[EXTRACT PROVIDED — start]
# Palomino turning dark... sooty? PICTURES



## Amandaa (Apr 23, 2012)

So I have a 2 year old filly, She was born October 4th, 2011. I bought her at the end of December 2013, so ive had her 3 months now. I named her Scarlet. When I first got her she was really blonde, but now she is turning darker and darker by the day as she sheds. Her mother is a buckskin and I was told that her father was a palomino roan, but they could have been lying.. Im guessing once she sheds completely she is going to be a sooty palomino, what do yall think?























These 3 pictures are from when I first got her







































These are her coat now







This is her when she is wet, very dark!


----------



## CLaPorte432 (Jan 3, 2012)

Yeah, she is definitely showing her sooty gene.

Palomino's are all sorts of fun. They keep you guessing season after season about what shade they are going to turn. I know lots of palomino's that are very pale/golden in the winter, and then BOOM, come spring shedding season, they are completely different.

Look up Ain't Seen Nothin' Yet (AQHA) He is a beautiful palomino that has an incredibly strong sooty gene. *sigh*


----------



## SuziesZoo (Dec 15, 2012)

*Pretty filly *

She is very pretty! My girl is doing the exact same thing This is her in December.


----------



## Elizabeth Bowers (Jan 26, 2012)

Found him!!
Ain't Seen Nothin' Yet 2008 AQHA stallion








Man, i'd kill to have a palomino like that!!!  Absolutely stunning!

Your mare is lovely, and have fun with the color guessing every year! My mom does the same with her pali's.


----------



## Dehda01 (Jul 25, 2013)

Hmm. I wonder if daddy was really a grey. The back end shot looks suspicious too me that she could be greying, but I suppose roan is a possibility and that she is sooty.


----------



## Tryst (Feb 8, 2012)

Might just be the photos... But the shot from behind (in particular) she appears to have significant hair loss/balding?!? If so thin hair and dark skin might create the impression of darker areas. Hopefully it is just the photo. If it is hair loss I would be talking to a vet.


----------



## CLaPorte432 (Jan 3, 2012)

Tryst said:


> Might just be the photos... But the shot from behind (in particular) she appears to have significant hair loss/balding?!? If so thin hair and dark skin might create the impression of darker areas. Hopefully it is just the photo. If it is hair loss I would be talking to a vet.


You are right. If you look at all the recent pictutes...it looks like she is balding. Topline picture shows it too. The backend shot shows it really well.

OP, is there hair in these dark spots? Or it is skin?

Elizabeth, that's him. Isn't he stunning?
_Posted via Mobile Device_


----------



## Roux (Aug 23, 2013)
[EXTRACT PROVIDED — finish]
[RECORDED DATA — start]
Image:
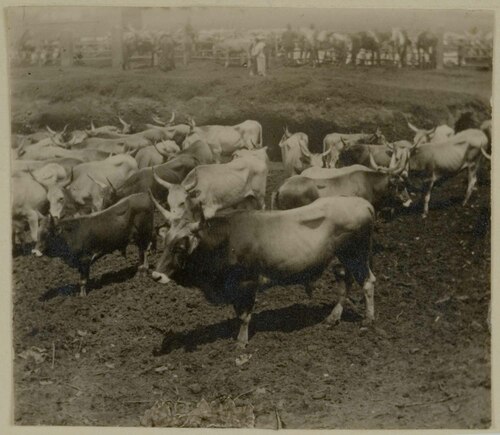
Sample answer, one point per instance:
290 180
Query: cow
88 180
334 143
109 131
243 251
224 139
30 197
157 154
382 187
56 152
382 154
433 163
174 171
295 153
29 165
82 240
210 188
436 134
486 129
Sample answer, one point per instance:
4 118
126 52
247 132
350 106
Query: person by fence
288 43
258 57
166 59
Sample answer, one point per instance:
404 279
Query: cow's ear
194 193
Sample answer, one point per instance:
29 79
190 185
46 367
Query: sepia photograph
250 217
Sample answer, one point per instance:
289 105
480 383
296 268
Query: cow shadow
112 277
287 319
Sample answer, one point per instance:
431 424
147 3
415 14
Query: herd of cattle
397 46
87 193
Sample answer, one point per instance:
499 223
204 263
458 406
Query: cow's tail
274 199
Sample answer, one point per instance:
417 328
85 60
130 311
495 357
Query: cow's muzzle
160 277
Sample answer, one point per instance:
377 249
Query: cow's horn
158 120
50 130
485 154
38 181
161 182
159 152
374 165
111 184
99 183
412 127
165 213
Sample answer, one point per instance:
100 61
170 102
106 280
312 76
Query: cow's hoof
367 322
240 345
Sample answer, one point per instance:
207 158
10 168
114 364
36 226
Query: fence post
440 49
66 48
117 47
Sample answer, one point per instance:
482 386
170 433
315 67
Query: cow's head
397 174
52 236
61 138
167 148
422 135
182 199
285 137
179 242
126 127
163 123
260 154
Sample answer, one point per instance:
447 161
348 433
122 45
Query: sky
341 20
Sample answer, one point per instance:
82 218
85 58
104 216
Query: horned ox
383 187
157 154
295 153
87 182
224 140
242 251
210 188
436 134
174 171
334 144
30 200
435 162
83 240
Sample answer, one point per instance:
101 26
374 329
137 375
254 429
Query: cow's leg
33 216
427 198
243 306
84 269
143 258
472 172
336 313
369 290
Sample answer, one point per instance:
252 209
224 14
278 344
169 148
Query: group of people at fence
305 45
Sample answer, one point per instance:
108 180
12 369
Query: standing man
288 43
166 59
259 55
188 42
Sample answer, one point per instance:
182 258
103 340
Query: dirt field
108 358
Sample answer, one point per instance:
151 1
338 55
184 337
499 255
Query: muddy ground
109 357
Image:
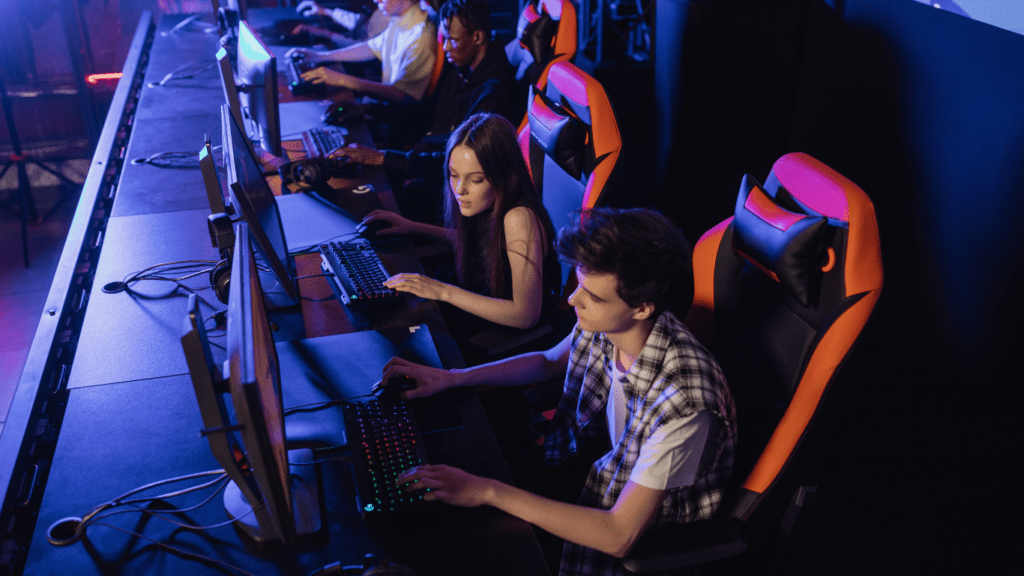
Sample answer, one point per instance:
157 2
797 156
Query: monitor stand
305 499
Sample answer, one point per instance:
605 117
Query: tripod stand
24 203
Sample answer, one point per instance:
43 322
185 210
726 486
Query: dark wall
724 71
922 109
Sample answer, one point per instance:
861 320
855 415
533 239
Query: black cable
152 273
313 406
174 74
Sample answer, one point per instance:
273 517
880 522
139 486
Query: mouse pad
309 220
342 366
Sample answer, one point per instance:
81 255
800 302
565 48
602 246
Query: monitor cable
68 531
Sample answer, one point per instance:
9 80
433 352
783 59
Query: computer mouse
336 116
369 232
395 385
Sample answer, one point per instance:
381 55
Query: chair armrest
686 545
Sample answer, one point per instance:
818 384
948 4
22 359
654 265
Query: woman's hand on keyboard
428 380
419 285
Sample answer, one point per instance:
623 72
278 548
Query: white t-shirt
[RECORDED DATA — finish]
* **PROBLEM SET**:
(a) List every username that appears in a post heading of the palomino filly thread, giving each name once.
(b) Translate this sentence from the palomino filly thread into Spanish: "If it is hair loss I would be talking to a vet."
(c) Rewrite the stretch of the palomino filly thread from "Look up Ain't" through "her in December.", swapping "palomino" for "buckskin".

* **ANSWERS TO THE EXERCISE**:
(a) Amandaa, CLaPorte432, SuziesZoo, Elizabeth Bowers, Dehda01, Tryst, Roux

(b) Si es pérdida de pelo, yo hablaría con un veterinario.

(c)
Look up Ain't Seen Nothin' Yet (AQHA) He is a beautiful buckskin that has an incredibly strong sooty gene. *sigh*


----------



## SuziesZoo (Dec 15, 2012)

*Pretty filly *

She is very pretty! My girl is doing the exact same thing This is her in December.